[DOCUMENT TEXT — start]
Friday 23 September 2022

Trying to focus

 Another month

Another online visit to Okaasan.

Strange times we live in. ๐Ÿ˜–


She was...well...I don't know. Okay? She was in bed, on her side and had a tube up her nose. And her hands were in big gloves to stop her pulling the tube out.

Her hair was cut short, and with the pressure from the pillow had quifted up in a little grey spike, like Tintin in black and white. With a lot of encouragement from the attending nurse, Okaasan focused in one the tablet screen for a few minutes. Every now and then her eyes would slip to the nurse, or the bedside curtains.

She appeared to nod. Maybe smiled? Hard to know.

These online meetings leave us grasping at tiny straws for some evidence of connection to our "visit". Does she know us? Is she happy?

We grabble on about the changing season, the temperature, the cat, Queen Elizabeth, our grey hair....anything to fillout 10 mins between the endless: "Hi! Okaasan! It's us. Can you see us? Okaasan! Hi!". Until the computer clock that we have successfully filled out the time and can start doing a minute or goodbyes and see-you-next-time chat.

Then the nurse/we click End Meeting at the bottom of the Zoom screen and it's over for another month.

We go back to watching Stranger Things 4, and prepping dinner.

Okaasan goes back to lying in a hospital bed, with tubes for nutrition in and out. Staring at a bedside curtain or wall. Listening to voices and sounds around her.

I don't want her living in the house with us here. I'm no saintly daughter-in-law who will camapign to Bring Mother Home, so we can have the tube changing/bed baths right here in our lives. But still. I feel sad that her life is this now. ๐Ÿ˜ข

If she were MY mother. Would I feel differently? If this were England, and I could raise hell in my native language, with a care system I can easily understand? Like a heartwarming movie, would I Bring Her Home to Die? Set up the living room with the care bed, and have quirky care helper come in to do the medical stuff, so I could sit at my mother's bedside and have meaningful end of life conversations?
[DOCUMENT TEXT — finish]
[DATA EXTRACTS — start]
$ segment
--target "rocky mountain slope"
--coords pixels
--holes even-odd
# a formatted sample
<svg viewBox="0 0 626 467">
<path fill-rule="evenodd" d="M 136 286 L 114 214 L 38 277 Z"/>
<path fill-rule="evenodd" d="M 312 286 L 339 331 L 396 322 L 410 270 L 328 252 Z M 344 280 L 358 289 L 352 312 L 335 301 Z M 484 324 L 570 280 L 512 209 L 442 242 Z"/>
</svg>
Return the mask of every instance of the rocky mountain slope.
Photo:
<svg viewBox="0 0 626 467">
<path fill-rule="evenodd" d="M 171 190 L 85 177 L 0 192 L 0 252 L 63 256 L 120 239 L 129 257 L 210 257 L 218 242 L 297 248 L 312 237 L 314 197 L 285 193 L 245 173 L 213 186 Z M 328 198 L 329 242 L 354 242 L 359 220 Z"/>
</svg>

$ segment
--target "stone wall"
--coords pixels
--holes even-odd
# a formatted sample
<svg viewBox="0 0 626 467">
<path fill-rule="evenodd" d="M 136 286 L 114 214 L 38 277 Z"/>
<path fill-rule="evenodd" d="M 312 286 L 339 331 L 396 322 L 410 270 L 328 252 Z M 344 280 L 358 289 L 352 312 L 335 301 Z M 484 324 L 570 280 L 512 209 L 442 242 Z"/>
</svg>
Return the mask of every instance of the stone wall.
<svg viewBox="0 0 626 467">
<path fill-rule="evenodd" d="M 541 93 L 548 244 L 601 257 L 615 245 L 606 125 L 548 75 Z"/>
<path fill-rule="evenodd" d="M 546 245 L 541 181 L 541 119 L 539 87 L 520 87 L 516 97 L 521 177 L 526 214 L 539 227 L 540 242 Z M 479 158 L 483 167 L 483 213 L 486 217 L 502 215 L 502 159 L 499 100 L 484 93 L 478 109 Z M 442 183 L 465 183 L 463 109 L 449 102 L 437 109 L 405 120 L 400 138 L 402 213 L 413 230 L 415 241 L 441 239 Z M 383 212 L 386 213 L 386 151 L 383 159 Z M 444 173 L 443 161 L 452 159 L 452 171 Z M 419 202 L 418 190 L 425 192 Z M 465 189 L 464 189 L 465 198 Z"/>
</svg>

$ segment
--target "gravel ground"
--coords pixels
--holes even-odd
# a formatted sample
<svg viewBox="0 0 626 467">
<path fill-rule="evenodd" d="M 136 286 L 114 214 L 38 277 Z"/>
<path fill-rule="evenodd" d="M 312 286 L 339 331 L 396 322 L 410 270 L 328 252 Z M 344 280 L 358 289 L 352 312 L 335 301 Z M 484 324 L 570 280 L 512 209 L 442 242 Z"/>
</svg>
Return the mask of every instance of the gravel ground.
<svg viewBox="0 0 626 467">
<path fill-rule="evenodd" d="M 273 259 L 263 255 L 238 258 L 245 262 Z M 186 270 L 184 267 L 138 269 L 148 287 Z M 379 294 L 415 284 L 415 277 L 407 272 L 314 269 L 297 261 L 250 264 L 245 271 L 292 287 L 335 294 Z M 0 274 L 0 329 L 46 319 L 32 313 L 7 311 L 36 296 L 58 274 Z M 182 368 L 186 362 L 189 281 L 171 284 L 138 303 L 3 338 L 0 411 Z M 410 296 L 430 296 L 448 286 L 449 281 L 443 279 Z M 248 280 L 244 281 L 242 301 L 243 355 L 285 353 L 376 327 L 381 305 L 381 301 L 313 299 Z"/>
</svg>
[DATA EXTRACTS — finish]
(WHAT TO DO)
1. Answer these about the post on visiting Okaasan online:
(a) What was put on Okaasan's hands, and why?
(b) What is clicked at the bottom of the Zoom screen to end the meeting?
(c) What show does the writer go back to watching afterward?
2. In the post about the online visit to Okaasan, copy the words from "Her hair was" to "and see-you-next-time chat." word for word.

(SOLUTIONS BELOW)
1.
(a) Big gloves, to stop her pulling the tube out.
(b) End Meeting.
(c) Stranger Things 4.

2.
Her hair was cut short, and with the pressure from the pillow had quifted up in a little grey spike, like Tintin in black and white. With a lot of encouragement from the attending nurse, Okaasan focused in one the tablet screen for a few minutes. Every now and then her eyes would slip to the nurse, or the bedside curtains.

She appeared to nod. Maybe smiled? Hard to know.

These online meetings leave us grasping at tiny straws for some evidence of connection to our "visit". Does she know us? Is she happy?

We grabble on about the changing season, the temperature, the cat, Queen Elizabeth, our grey hair....anything to fillout 10 mins between the endless: "Hi! Okaasan! It's us. Can you see us? Okaasan! Hi!". Until the computer clock that we have successfully filled out the time and can start doing a minute or goodbyes and see-you-next-time chat.